BEGIN WORKING DATA

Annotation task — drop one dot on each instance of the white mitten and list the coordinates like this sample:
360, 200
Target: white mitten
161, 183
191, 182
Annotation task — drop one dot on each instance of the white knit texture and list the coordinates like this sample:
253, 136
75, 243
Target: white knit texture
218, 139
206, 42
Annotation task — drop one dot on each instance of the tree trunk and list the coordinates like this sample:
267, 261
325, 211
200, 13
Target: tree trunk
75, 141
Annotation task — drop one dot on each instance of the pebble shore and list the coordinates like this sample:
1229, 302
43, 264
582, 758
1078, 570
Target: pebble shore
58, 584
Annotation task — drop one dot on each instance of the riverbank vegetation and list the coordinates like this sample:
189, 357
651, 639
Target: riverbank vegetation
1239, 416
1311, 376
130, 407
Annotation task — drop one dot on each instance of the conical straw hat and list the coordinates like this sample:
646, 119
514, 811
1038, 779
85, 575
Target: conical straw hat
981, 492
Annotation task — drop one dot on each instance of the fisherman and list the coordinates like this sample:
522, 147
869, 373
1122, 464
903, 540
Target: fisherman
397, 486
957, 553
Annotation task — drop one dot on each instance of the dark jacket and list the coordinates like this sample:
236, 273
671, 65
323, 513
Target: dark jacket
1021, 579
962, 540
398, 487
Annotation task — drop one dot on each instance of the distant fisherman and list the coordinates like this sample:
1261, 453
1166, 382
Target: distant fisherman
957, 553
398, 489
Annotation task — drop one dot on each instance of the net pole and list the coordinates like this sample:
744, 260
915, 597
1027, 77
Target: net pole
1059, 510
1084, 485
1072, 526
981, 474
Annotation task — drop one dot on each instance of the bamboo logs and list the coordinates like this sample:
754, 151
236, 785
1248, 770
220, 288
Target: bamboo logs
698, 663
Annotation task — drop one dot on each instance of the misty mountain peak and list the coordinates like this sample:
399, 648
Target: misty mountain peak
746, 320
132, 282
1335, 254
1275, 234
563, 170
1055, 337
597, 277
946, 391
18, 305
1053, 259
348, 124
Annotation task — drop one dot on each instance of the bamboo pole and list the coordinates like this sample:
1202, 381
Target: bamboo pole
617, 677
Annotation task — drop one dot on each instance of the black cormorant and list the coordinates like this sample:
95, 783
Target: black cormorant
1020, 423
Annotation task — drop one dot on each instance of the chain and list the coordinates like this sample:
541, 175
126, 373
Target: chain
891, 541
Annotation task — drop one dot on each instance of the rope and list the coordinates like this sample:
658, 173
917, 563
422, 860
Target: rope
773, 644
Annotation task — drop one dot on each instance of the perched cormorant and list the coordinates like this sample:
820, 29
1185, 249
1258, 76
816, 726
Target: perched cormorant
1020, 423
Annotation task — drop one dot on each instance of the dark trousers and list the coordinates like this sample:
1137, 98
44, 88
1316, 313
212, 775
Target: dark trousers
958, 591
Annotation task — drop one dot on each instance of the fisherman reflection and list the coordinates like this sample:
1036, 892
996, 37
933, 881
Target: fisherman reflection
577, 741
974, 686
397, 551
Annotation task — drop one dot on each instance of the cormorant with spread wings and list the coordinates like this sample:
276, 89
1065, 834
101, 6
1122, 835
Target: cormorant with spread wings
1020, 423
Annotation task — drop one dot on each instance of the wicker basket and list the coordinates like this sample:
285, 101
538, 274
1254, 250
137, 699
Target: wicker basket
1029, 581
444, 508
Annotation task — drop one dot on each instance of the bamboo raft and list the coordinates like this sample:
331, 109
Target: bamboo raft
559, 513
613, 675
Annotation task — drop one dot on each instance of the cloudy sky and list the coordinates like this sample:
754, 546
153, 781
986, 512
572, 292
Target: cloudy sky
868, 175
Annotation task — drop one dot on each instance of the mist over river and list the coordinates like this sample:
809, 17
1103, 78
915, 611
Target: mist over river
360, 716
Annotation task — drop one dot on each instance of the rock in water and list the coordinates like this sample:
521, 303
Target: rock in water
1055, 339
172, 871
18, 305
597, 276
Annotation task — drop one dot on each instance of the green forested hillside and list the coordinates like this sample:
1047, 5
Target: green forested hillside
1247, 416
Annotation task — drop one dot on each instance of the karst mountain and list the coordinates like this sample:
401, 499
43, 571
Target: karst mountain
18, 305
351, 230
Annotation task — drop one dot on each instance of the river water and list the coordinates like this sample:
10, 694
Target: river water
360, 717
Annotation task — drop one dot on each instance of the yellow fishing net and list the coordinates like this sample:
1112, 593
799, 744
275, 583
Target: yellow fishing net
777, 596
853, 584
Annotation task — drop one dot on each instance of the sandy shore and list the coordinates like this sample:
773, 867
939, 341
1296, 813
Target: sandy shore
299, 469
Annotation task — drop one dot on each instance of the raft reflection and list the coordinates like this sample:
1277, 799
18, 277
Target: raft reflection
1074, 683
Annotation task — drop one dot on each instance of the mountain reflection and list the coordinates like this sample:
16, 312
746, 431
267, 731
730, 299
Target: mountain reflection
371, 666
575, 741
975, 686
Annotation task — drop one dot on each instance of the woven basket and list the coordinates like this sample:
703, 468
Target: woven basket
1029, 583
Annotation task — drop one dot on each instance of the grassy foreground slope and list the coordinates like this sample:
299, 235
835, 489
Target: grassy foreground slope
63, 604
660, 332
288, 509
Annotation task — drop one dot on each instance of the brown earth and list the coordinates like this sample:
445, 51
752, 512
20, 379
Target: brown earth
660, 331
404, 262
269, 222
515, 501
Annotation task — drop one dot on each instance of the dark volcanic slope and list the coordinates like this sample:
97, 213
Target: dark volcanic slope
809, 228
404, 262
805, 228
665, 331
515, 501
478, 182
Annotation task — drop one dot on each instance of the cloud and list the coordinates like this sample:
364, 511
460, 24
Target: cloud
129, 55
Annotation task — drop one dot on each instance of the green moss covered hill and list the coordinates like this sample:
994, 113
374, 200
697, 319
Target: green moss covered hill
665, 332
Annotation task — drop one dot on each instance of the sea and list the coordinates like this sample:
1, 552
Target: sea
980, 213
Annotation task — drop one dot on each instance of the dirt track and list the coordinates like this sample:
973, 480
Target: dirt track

END WORKING DATA

** EXERCISE GOAL **
Give every record again, exactly as it reads.

** SOLUTION TO THIS EXERCISE **
Annotation task — drop one dot on each instance of the white mitten and list the coordinates like this sample:
360, 200
Target: white mitten
161, 183
191, 182
Annotation task — drop one dot on each instance of the white knit texture and list the coordinates like this sample:
253, 136
75, 243
Target: white knit texture
218, 139
206, 42
Annotation task — drop one dot on each instance of the tree trunk and list the coordinates like this sample:
267, 261
325, 211
200, 13
Target: tree trunk
75, 141
Annotation task — drop one dot on each instance of the pebble shore and list the coordinates like this sample:
1229, 302
43, 264
582, 758
1078, 570
Target: pebble shore
58, 584
Annotation task — drop one dot on each instance of the riverbank vegetation and list the coordinates like this sample:
189, 357
651, 639
Target: riverbank vegetation
1239, 416
1311, 376
130, 407
Annotation task — drop one dot on each instance of the conical straw hat and list the coordinates like this sample:
646, 119
514, 811
1038, 779
85, 575
Target: conical straw hat
981, 492
Annotation task — drop one dot on each instance of the fisherman and list the coordinates like this sample:
522, 147
869, 373
1122, 464
903, 540
Target: fisherman
397, 486
957, 553
Annotation task — drop one dot on each instance of the dark jacket and list the coordinates like this sample:
236, 273
671, 65
323, 513
Target: dark jacket
1021, 579
962, 540
398, 487
Annotation task — drop one dot on each instance of the distant fisherman and list the coordinates like this sample:
1261, 453
1166, 382
Target: distant fisherman
957, 553
398, 489
Annotation task — drop one dot on each instance of the net pole and list the coordinates like this sample:
744, 260
915, 597
1027, 77
Target: net pole
1059, 510
1084, 485
1072, 526
981, 474
Annotation task — drop one dot on each instance of the bamboo logs and list the coordinates like this sample:
754, 151
236, 785
1248, 770
220, 288
Target: bamboo logs
698, 663
Annotation task — drop one dot on each instance of the misty mountain peak and list the coordinates like this sample:
399, 648
Target: misty mountain peak
746, 320
132, 282
1335, 254
1275, 234
563, 170
1055, 337
597, 277
946, 391
18, 305
1053, 259
348, 124
Annotation task — drop one dot on each instance of the bamboo pole and list the coordinates like this sample:
1202, 381
Target: bamboo pole
617, 677
Annotation task — drop one dot on each instance of the black cormorant and list the coordinates like this sample:
95, 783
Target: black cormorant
1020, 423
Annotation task — drop one dot on each instance of the chain and list the coordinates like this sample:
541, 175
126, 373
Target: chain
891, 541
Annotation task — drop one dot on each instance of the rope and list the coordinates like this sample:
658, 173
917, 563
422, 860
Target: rope
773, 644
Annotation task — drop one dot on each instance of the perched cormorant and list the coordinates like this sample:
820, 29
1185, 249
1258, 76
816, 726
Target: perched cormorant
1020, 423
Annotation task — drop one dot on each instance of the dark trousers and list the coordinates like this sample:
1137, 98
44, 88
1316, 313
212, 775
Target: dark trousers
958, 591
Annotation task — drop one dot on each instance of the fisherman reflection and list the coordinates like this sample:
1036, 892
996, 37
933, 881
Target: fisherman reflection
577, 741
974, 686
397, 551
Annotation task — drop one dot on each instance of the cormorant with spread wings and list the coordinates like this sample:
276, 89
1065, 834
101, 6
1122, 835
Target: cormorant with spread wings
1020, 423
Annotation task — drop one dot on each instance of the wicker basket and list the coordinates like this sample:
285, 101
538, 274
1254, 250
137, 699
Target: wicker basket
1029, 581
444, 508
Annotation task — drop one dot on each instance of the bamboo raft and list the coordinates like this sample:
331, 109
Target: bamboo raft
559, 513
613, 675
Annotation task — drop one dot on each instance of the cloudy sky and list the coordinates like this sample:
754, 546
153, 781
986, 512
572, 292
Target: cloudy sky
868, 175
Annotation task — drop one dot on each instance of the mist over river and list the coordinates like this sample:
809, 17
1103, 78
915, 611
Target: mist over river
360, 716
Annotation task — drop one dot on each instance of the rock in water and list the coordinates like this sample:
521, 303
Target: rock in water
1055, 339
172, 871
18, 305
597, 276
Annotation task — drop one dot on each instance of the green forested hillside and list the coordinates like this sample:
1047, 5
Target: green forested hillside
1247, 416
Annotation task — drop one dot on each instance of the karst mountain and list the coordinates like this sample:
401, 499
43, 571
Target: karst mountain
18, 305
351, 230
Annotation task — drop one dot on each instance of the river water and list the coordinates like this sample:
10, 694
Target: river water
360, 717
Annotation task — drop one dot on each instance of the yellow fishing net and list the coordinates like this sample:
1112, 593
799, 744
275, 583
Target: yellow fishing net
777, 596
853, 584
Annotation task — drop one dot on each instance of the sandy shore and list the coordinates like this sample:
773, 867
939, 341
1296, 813
Target: sandy shore
299, 469
Annotation task — drop one dot on each instance of the raft reflection and list the coordinates like this sample:
1277, 799
18, 277
Target: raft reflection
1074, 683
Annotation task — drop one dot on each instance of the mountain reflection and list the coordinates like this sample:
16, 312
746, 431
267, 731
730, 299
Target: mountain reflection
371, 666
575, 741
975, 686
Annotation task — drop one dot on each instance of the woven basket and list the coordinates like this sample:
703, 468
Target: woven basket
1029, 583
Annotation task — drop one dot on each instance of the grassy foreground slope and list the coordinates like this sample:
299, 235
835, 489
Target: grassy foreground slope
63, 604
660, 332
288, 509
Annotation task — drop one dot on each instance of the brown earth and list the coordinates like this sample:
445, 51
752, 512
20, 379
Target: brown earth
660, 331
404, 262
269, 222
515, 501
Annotation task — drop one dot on each instance of the dark volcanic slope and list the coordinates like this sample:
97, 213
Target: dark volcanic slope
809, 228
404, 262
805, 228
665, 331
515, 501
478, 182
Annotation task — drop one dot on each instance of the cloud and list the coordinates like this sample:
364, 511
460, 24
Target: cloud
129, 55
Annotation task — drop one dot on each instance of the green moss covered hill and list the coordinates like this sample:
994, 113
374, 200
697, 319
Target: green moss covered hill
665, 332
Annotation task — drop one dot on each instance of the sea and list the coordinates like this sample:
1, 552
Target: sea
980, 213
Annotation task — drop one dot on each instance of the dirt track and list the coordinates like this sample:
973, 480
Target: dirt track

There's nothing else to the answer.